**Page extract**
# # # # # # #

The state government is taking yet another step towards simplifying the process to secure deemed conveyance, by addressing procedural anomalies and removing unnecessary obstacles.
It has decided that housing societies applying to get their name on the property card will no longer be required to produce records of all previous transactions with respect to the land. Henceforth, it will suffice for them to show the records for only the last transaction.
“Securing deemed conveyance is a herculean process. So, we have decided to simplify this complex and time-consuming procedure,” Balasaheb Thorat, revenue minister, said. “Now, when applying to get the name of the housing society on the property card, the society will not be required to produce all the past transactions records. As per a new government resolution that will be issued in the next fortnight, they will have to produce the record of only the latest transaction.” he said.
The minister pointed out that while the government had issued the deemed conveyance circular to help housing societies, there were many problems in its implementation.
According to the procedure, the application for deemed conveyance passes through four departments. These are the district deputy registrar, stamp duty office, registration and city survey department and the land records department. Each department conducts a separate hearing with the developer, landowner and occupants of the building society.

# # # # # # #

**What the task asks**
List the departments that the article on deemed conveyance says an application passes through.

Saved entries:
# # # # # # #

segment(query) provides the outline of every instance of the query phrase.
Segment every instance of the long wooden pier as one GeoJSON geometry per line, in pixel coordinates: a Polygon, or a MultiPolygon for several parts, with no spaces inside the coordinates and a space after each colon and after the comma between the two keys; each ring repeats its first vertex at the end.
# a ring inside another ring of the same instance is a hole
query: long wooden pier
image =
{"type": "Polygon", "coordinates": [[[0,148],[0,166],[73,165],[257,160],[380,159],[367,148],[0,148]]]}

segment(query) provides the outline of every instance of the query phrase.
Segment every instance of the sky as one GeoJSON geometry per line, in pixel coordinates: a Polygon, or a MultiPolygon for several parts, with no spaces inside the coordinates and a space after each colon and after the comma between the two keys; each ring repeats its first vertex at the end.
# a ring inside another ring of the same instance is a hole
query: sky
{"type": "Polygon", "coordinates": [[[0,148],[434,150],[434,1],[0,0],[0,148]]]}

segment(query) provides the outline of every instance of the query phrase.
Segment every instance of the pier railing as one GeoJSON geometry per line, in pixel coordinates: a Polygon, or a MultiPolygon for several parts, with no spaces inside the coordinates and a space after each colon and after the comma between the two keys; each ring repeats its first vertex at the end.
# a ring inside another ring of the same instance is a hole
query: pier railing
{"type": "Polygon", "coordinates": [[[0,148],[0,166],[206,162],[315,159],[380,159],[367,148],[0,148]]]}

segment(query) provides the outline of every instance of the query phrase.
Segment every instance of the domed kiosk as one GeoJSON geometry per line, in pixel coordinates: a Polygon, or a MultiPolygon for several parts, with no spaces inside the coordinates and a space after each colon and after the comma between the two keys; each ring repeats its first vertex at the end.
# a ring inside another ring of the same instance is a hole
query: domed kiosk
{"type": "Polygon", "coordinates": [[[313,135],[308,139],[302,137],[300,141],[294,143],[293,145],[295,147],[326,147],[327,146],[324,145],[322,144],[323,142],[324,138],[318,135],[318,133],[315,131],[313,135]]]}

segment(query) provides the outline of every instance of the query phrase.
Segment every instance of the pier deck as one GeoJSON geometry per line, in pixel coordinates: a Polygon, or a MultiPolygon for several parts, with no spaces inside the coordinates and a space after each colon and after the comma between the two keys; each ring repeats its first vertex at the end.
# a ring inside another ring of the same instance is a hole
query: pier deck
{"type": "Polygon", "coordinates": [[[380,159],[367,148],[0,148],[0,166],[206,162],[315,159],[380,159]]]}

# # # # # # #

**Written response**
- District deputy registrar
- Stamp duty office
- Registration and city survey department
- Land records department